That is the core of most of the seven-warrior stories I’ve encountered. Everything surrounding it, however, can be changed in surprising ways. The exact nature of each warrior, for instance, and how they come to join the effort of protecting the farmers. The quality of their skills, their weaponry, can also change. The bandits can be altered as well, as can the entire setting, the world around it. All of this can be changed, while remaining true to the spirit of the story.

What’s that old saying? The more things change, the more they stay the same? Maybe that’s why, and how, we can tell this story so many times, in so many ways. That is the draw of making something science fiction, or fantasy, or anything else: it’s still about us, and our lives.

“He’s a blogger, and a philosopher!”

In this particular instance, we have the remote Kanna Village, sitting on a great, forested shaft of stone surrounded by canyons. Here, the villagers live their humble, hard-working lives with almost nothing but the land itself to their name. They are continually harassed and robbed by huge, robotic bandits, called the Nobuseri, who take their precious rice, and sometimes take the most beautiful women as well. Resistance elsewhere has always been met with a swift and devastating response, as the bandits have huge guns and swords and strong bodies made of metal.

Having had enough, but in despair of what to do, the villagers decide to hire samurai, with only their humble rice to offer in exchange. And so they send their water priestess, blessed with the power to dowse for water and divine truths, to find such men as will come and might succeed in saving them.

This brings us to the seven samurai themselves: an old veteran who has never won a war, and lost tremendously in the Great War a number of years earlier; a former-samurai turned entertainer, quick to make people smile but a bit addicted to the thrill of danger and shedding his own blood; a drifter who has more in common with engineers than other samurai, but has a deep appreciation for the blessings of life, and a deep shame for a past misdeed; an old comrade of the first samurai, a skilled and capable vice-leader, friendly and capable with people, who has a happy life waiting for him if his loyalty to his friends doesn’t get him killed first; a young, hotheaded amateur who aspires to become a great samurai, and grows tremendously, and learns many difficult lessons along the way; a cold-blooded loner, the best fighter of them all, enigmatic and dangerous; a very, very loud-mouthed fool, very large and strong and frank and lacking every capability of subtlety, but honest and pure in surprising ways, and he used to be a farmer before he became a machine samurai.

“We are samurai. We are badass. We are dramatic.”

Yes, about that last: apparently this world has floating fortresses, robots, and it’s possible for a man to become a machine. This is the origin of the Nobuseri, as they were once flesh-and-blood samurai themselves. It’s not really explained how the transition works.

■ Dataset excerpts:
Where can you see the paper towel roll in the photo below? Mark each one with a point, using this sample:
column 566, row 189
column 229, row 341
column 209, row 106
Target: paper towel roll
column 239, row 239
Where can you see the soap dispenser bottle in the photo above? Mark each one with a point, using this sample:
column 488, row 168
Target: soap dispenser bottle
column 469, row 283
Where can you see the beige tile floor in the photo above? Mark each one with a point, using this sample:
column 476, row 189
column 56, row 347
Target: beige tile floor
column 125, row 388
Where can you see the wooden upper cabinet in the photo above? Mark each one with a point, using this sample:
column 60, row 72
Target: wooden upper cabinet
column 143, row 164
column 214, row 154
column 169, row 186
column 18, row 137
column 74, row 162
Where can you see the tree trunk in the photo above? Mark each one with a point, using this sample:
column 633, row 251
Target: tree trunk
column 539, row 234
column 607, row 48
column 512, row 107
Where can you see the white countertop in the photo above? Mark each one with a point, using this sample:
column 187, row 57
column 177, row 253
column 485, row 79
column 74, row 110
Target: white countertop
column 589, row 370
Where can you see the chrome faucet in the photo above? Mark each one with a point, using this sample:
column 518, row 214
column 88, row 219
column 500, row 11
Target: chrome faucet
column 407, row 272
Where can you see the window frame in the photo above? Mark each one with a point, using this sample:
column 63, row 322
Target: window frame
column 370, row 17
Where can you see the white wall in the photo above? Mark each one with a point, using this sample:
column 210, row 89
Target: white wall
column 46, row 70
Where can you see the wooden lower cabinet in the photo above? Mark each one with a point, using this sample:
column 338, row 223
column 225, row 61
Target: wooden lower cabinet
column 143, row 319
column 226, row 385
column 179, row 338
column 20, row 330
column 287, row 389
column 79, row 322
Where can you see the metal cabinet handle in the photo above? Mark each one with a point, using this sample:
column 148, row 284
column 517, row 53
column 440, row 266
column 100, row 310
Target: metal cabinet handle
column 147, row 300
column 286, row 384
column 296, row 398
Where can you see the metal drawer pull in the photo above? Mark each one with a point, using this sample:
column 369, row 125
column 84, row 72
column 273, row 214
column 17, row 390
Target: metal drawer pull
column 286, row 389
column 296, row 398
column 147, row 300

* * *

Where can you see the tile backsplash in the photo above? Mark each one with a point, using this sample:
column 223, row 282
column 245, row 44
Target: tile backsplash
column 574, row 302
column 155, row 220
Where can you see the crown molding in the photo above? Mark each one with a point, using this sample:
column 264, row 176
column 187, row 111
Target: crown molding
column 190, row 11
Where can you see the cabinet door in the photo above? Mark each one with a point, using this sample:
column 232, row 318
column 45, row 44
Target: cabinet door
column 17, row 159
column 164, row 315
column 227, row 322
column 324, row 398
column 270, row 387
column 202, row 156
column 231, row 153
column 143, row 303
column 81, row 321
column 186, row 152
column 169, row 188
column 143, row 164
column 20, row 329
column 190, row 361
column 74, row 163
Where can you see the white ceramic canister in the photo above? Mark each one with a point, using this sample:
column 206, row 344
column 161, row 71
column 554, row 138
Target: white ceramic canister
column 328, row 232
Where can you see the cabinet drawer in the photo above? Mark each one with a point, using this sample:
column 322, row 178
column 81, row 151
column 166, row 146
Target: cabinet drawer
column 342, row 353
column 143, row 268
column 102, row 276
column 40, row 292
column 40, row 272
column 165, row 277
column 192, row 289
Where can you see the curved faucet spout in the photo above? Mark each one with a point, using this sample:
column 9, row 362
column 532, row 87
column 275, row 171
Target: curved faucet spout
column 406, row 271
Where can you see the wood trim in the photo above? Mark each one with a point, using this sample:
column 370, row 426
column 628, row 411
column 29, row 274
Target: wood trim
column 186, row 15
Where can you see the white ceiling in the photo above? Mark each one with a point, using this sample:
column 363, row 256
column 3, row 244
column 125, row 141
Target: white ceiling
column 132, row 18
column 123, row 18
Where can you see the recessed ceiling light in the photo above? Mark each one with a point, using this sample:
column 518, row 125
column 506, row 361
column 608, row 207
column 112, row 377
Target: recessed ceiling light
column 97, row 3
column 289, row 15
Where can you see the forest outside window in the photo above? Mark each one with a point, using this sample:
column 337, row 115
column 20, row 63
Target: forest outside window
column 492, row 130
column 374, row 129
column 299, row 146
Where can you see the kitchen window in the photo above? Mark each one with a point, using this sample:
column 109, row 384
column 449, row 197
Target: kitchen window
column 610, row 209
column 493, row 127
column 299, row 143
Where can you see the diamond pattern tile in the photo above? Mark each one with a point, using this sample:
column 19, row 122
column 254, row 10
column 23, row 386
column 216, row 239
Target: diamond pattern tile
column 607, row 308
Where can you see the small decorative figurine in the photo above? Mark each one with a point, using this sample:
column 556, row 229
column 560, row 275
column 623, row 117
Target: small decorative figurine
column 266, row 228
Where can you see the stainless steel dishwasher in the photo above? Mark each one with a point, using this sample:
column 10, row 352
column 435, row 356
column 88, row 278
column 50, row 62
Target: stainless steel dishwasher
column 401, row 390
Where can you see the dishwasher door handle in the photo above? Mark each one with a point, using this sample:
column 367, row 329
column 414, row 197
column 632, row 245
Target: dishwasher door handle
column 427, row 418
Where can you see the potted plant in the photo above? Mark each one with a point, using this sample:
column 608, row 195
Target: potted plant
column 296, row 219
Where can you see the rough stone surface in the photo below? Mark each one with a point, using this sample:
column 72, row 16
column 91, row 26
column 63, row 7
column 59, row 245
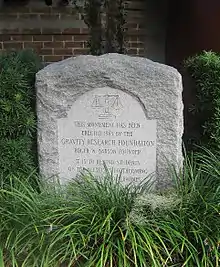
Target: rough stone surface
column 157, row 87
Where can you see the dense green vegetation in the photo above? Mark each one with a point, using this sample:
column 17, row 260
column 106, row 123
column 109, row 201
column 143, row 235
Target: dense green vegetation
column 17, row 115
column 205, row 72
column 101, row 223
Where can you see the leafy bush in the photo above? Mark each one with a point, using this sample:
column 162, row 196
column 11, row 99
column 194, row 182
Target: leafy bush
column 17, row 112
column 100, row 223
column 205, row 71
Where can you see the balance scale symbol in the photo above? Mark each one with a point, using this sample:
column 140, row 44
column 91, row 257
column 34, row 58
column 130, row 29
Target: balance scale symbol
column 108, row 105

* * *

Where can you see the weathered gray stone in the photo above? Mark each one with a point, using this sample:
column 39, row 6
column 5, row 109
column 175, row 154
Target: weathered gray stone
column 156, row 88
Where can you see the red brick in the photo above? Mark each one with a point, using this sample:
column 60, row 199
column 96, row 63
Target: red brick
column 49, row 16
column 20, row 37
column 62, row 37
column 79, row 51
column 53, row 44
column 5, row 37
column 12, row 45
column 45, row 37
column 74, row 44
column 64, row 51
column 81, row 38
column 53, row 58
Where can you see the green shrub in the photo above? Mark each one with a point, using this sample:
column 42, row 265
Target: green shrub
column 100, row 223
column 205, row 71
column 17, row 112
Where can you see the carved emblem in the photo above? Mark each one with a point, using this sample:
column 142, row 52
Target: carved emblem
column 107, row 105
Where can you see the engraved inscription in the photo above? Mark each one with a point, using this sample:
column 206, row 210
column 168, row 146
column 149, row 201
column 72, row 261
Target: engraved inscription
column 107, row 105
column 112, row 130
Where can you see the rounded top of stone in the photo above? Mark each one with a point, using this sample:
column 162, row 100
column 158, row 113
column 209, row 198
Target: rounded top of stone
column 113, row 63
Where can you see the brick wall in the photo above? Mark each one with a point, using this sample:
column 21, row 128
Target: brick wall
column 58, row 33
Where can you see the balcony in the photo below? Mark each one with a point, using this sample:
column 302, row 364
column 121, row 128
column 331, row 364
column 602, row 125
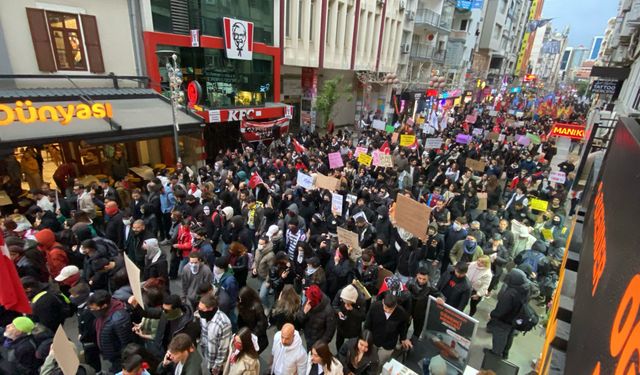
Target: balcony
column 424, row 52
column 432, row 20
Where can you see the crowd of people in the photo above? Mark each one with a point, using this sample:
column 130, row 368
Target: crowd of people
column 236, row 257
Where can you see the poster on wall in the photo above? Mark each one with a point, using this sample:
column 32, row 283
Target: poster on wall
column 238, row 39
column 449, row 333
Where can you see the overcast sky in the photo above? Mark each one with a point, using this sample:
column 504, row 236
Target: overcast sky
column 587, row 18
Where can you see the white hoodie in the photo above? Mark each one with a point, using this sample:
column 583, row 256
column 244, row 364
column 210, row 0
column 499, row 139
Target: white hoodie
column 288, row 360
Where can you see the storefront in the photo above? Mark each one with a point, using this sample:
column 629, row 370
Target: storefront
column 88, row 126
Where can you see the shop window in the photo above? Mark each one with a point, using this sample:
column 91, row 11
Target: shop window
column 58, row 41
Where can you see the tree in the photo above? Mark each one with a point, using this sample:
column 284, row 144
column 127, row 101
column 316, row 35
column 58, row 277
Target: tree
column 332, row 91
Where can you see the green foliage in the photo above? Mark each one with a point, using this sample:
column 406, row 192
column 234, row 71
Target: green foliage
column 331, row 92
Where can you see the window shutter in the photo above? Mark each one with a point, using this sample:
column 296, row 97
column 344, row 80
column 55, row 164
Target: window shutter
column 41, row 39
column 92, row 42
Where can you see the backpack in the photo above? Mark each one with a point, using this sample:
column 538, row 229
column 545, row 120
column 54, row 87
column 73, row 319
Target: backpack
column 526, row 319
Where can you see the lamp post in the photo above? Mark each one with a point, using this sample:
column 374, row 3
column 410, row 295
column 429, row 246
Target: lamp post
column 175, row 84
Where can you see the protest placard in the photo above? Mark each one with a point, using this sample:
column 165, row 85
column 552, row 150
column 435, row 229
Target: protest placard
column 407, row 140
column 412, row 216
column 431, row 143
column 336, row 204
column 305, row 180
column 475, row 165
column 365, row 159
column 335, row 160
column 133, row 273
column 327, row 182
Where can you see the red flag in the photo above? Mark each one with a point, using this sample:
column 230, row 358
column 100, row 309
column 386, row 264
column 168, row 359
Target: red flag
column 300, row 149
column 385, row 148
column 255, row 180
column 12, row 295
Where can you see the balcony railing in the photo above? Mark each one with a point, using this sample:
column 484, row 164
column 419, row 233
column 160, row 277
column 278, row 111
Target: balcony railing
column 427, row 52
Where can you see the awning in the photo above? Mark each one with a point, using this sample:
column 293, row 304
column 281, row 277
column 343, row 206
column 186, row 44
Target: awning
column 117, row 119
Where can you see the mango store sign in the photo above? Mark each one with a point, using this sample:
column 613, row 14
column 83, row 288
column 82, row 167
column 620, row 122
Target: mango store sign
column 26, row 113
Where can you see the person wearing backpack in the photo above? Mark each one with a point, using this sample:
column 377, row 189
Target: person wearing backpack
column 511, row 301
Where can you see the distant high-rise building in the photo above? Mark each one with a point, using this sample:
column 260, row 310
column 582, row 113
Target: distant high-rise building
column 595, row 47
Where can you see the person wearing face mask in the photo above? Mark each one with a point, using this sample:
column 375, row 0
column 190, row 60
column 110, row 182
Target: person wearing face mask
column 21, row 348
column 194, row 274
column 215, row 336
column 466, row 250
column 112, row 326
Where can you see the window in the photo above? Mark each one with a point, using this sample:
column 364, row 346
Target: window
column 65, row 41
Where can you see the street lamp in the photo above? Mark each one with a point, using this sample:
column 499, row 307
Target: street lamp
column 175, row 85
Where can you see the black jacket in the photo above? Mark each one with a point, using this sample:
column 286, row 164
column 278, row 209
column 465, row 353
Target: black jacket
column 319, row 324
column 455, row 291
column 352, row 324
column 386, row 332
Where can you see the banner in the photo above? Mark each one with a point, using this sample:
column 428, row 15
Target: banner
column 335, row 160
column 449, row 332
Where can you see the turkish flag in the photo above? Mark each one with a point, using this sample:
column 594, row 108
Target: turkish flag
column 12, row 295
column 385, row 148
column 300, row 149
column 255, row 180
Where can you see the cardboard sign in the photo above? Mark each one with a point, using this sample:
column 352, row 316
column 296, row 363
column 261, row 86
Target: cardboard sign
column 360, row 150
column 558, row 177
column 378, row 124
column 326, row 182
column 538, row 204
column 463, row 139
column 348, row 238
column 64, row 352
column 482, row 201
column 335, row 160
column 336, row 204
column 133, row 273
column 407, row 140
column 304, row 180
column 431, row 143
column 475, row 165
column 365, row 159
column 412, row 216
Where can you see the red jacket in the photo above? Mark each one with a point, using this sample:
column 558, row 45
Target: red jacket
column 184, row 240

■ Exercise description: Carry on the piece about the seven samurai of Kanna Village from the point where it stops. The records come from a different source than the text.

■ Exercise output:
In fact, that’s something of a point against the show: transitions suddenly happen and there is little in the way of explanation about it. There’s a coupling in the works from the beginning, between the water priestess and a samurai, but suddenly it changes to be another samurai she is fascinated with. There’s a minor villain early on who concerns himself with little more than adding to his harem, but suddenly he’s not only a capable, cunning villain, but the ruler of all the land and the final, overarching villain of the show. The hothead samurai grows progressively as the show goes on, but suddenly he’s a full-fledged samurai warrior, wielding techniques we’ve never seen him learn anything about. That sort of thing.

The lack of explanations, of sense, is particularly pronounced when one considers how long and drawn out the show is. They take their time recruiting the samurai, and even when they have seven, they don’t acknowledge all seven as part of the seven until just before the fight with the Nobuseri bandits. Then they fight the bandits, and deal damage, and trick them, and bring down their floating fortress. And then they have a few bandits survive… no, wait, make that a notable force of bandits surviving the fortress exploding around them, and the fight drags on. And then they go into rescuing the kidnapped girls and the convoluted setup of the final confrontation.

Basically, there’s a bit of a pacing issue.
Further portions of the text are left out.